= TEXT PASSAGE =
— start —

Looks great! My tree came today can't wait to plant it. I was thinking of using fissiden since I have an abundance of it.


----------



## ctaylor3737 (Nov 14, 2013)

revspeed said:


> Man both of you guys trees are filling in great. Had my co2 going for 4 days now and still no growth on mine. Not sure if im not putting enough co2 or my lighting is not strong enough.


What's your bps? It's takes a bit to build usually at around a week or so you'll,notice.

-Chris


----------



## Matthew003 (Jan 15, 2014)

I just received my tree's from revspeed 😀. Just need to pick which moss to use for them.

Sent from my Nexus 7 using Tapatalk


----------



## ctaylor3737 (Nov 14, 2013)

-Chris


----------



## ctaylor3737 (Nov 14, 2013)

thelub said:


> Here's a 'tree' I made out of 3 diff pieces of small driftwood. I superglued the branches together, then glued the moss to it. Its grown in a lot since this picture. I thought I had newer pictures on my phone, but apparently not....


Awesome! I,been messing around with carving some branches to see what I can come up with.

-Chris


----------



## revspeed (Jul 7, 2013)

— end —

Saved entries

— start —

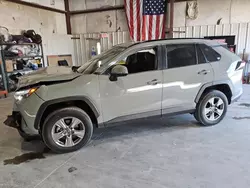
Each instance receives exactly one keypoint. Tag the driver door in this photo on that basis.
(136, 95)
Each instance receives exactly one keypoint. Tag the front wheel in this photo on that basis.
(67, 130)
(211, 108)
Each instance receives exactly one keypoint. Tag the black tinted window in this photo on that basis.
(145, 60)
(181, 55)
(200, 56)
(210, 53)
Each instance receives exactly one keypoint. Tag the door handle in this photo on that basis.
(153, 82)
(204, 72)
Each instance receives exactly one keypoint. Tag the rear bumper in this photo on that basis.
(237, 97)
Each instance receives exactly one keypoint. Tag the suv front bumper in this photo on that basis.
(17, 121)
(24, 114)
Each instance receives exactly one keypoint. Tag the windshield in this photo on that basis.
(101, 60)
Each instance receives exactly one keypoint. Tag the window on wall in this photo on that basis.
(181, 55)
(142, 61)
(210, 53)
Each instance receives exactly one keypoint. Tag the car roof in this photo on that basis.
(172, 41)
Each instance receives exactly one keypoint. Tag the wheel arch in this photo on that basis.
(223, 86)
(82, 102)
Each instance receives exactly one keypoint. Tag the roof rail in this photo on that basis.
(174, 39)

— end —

= WORK TO COMPLETE =
1. In the moss tree thread, how long has revspeed had CO2 running without seeing growth?
2. Please rewrite the paragraph in the moss tree thread beginning "Here's a 'tree' I made" as a short bulleted list.
3. Carry the moss tree thread on from where it stops.

= OUTPUTS IN ORDER =
1. Four days.

2.
- Made from three different pieces of small driftwood
- Branches superglued together, then moss glued on
- Has grown in a lot since the picture was taken
- No newer pictures turned up on the phone

3.
ctaylor3737 said:


> What's your bps? It's takes a bit to build usually at around a week or so you'll,notice.
> 
> -Chris


is 2-3 bps alot? I have alot of bubble coming from my sand waterfall so i dont know if too much airstones is not good.


----------



## ctaylor3737 (Nov 14, 2013)

ctaylor3737 said:


> Awesome! I,been messing around with carving some branches to see what I can come up with.
> 
> -Chris












Temporary home for the night,until,I,finish

-Chris


----------



## Fiftymeatballs (Mar 30, 2011)

What are you guys using to attach the fissiden to the branches?


----------



## thelub (Jan 4, 2013)

I used super glue gel. Here's a picture I got tonight


----------



## davrx (Feb 19, 2010)

Fiftymeatballs said:


> What are you guys using to attach the fissiden to the branches?


That's what's so nice about these trees, the upper branches where you attach the moss are purposely small and dense so you just kind of wind the moss around them and it pretty much stays in place on its own.


----------



## ctaylor3737 (Nov 14, 2013)

Fiftymeatballs said:


> What are you guys using to attach the fissiden to the branches?


I actually use hairnets just small pieces it Always works for me.

-Chris


----------



## Fiftymeatballs (Mar 30, 2011)

davrx said:


> That's what's so nice about these trees, the upper branches where you attach the moss are purposely small and dense so you just kind of wind the moss around them and it pretty much stays in place on its own.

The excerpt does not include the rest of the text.